### DESCRIPTION OF THE TASK
Would you please output the data exactly, omitting no line?

### DATA UNDER STUDY
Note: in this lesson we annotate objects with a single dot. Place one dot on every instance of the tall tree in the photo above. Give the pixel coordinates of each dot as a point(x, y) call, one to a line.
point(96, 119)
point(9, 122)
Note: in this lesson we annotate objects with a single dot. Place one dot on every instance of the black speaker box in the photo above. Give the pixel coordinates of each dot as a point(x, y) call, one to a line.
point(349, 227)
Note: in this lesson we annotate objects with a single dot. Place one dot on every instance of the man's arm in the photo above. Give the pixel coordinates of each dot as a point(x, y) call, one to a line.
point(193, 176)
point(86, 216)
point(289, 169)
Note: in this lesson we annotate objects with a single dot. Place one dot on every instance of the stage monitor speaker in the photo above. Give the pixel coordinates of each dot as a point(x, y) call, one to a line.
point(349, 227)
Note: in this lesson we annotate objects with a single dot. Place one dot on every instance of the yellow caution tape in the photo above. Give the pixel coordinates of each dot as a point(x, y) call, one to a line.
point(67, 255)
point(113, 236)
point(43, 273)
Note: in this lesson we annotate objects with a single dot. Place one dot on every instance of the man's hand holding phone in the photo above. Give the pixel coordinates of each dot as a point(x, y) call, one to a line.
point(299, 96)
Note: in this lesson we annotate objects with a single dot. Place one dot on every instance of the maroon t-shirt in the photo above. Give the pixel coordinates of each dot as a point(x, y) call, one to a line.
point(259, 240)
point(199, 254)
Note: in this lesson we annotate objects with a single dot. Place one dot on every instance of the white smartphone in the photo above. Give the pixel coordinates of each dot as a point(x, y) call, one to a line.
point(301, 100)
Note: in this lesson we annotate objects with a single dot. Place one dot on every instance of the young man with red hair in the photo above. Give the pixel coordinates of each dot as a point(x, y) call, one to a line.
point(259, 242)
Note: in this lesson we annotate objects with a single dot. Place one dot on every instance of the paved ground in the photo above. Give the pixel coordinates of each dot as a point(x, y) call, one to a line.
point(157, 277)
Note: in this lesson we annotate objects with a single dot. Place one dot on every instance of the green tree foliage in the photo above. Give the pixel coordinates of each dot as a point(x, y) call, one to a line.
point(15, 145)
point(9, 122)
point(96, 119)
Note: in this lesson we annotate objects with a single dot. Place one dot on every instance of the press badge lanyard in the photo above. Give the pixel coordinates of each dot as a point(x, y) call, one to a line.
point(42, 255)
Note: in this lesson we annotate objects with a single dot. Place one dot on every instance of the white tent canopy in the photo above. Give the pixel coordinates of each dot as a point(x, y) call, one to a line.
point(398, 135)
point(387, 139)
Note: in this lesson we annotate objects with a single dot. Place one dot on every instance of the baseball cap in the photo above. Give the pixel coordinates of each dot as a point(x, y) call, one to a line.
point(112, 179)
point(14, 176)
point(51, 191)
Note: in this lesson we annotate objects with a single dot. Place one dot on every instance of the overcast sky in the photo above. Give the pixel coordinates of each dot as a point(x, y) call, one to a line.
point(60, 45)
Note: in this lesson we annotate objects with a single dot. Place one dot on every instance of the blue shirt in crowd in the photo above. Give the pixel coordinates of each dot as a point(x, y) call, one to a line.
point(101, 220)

### RESPONSE BELOW
Note: in this lesson we annotate objects with a single dot. Place one dot on every instance of the tall tree in the photo above. Give the pixel coordinates of each dot as a point(x, y) call, one to a line.
point(96, 119)
point(9, 122)
Note: in this lesson we annotate objects with a single dot. Place one dot on every instance of the black speaker box in the photo above. Give the pixel coordinates of each dot as a point(x, y) call, one to a line.
point(349, 227)
Note: in this lesson we annotate objects with a single dot. Place one dot on every instance of the man's arm in the photo above. Give the pixel coordinates of each dot as a point(x, y) call, one to a line.
point(193, 176)
point(86, 216)
point(289, 169)
Note: in this lesson we annotate objects with a single dot. Place one dot on every instance of the stage monitor speaker in the photo above. Give the pixel coordinates of each dot as a point(x, y) call, one to a line.
point(349, 227)
Note: in this lesson we annotate objects with a single dot. Place one dot on every instance of the yellow caution tape in the photo above. Give the pixel coordinates of each dot as a point(x, y) call, one to a line.
point(67, 255)
point(113, 236)
point(43, 273)
Note: in this lesson we annotate objects with a single dot. Place one dot on every instance of the man's hand holding phone in the photo above. Give the pixel coordinates of each dot as a point(x, y) call, one to a line.
point(299, 96)
Note: in this lesson we annotate objects with a single dot. Place one dot on every instance of the maroon t-shirt in the photo above. Give the pixel coordinates of each dot as a point(x, y) call, one to a line.
point(259, 240)
point(199, 254)
Note: in this lesson we annotate objects with a single dot. Place one dot on every instance of the white smartphone in the photo above. Give the pixel coordinates of each dot as a point(x, y) call, one to a line.
point(301, 100)
Note: in this lesson we annotate objects with a single dot. Place one dot on every instance of the young man with red hair in the photo above. Give the pixel coordinates of each dot as a point(x, y) call, one to a line.
point(259, 242)
Note: in this lesson we annotate objects with a single dot. Place one dot on every instance of the paved ground in the photo above. Give the pixel coordinates of each dot as a point(x, y) call, one to a line.
point(157, 277)
Note: in this lesson we annotate objects with a single dot. Place one dot on every instance of the green tree foliage in the photo above. Give the pixel coordinates of each dot as a point(x, y) call, one to a line.
point(15, 145)
point(9, 122)
point(96, 119)
Note: in this lesson we annotate objects with a single dot. Place one dot on every instance of the press badge lanyard in the photo above. Give the pixel coordinates of each dot as a point(x, y) call, one to a line.
point(42, 255)
Note: in this lesson we annotate objects with a single dot. Place one dot on every instance of the white tent canopy in the photo above. Give the pixel coordinates of each dot as a point(x, y) call, one to a line.
point(398, 135)
point(387, 139)
Note: in this lesson we annotate objects with a single dot. Place one dot on every instance of the baseball cap in the photo above. Give the pixel coordinates of each dot as a point(x, y) call, one to a line.
point(112, 179)
point(14, 176)
point(51, 191)
Note: in this lesson we annotate objects with a single dot. Place one dot on every instance of the overcast sky in the photo above. Give the pixel coordinates of each dot as a point(x, y) call, one to a line.
point(60, 45)
Note: in this lesson we annotate objects with a single dot. Place one dot on every instance of the blue shirt in crowd in the photo above. Give the pixel coordinates of each dot as a point(x, y) call, one to a line.
point(101, 220)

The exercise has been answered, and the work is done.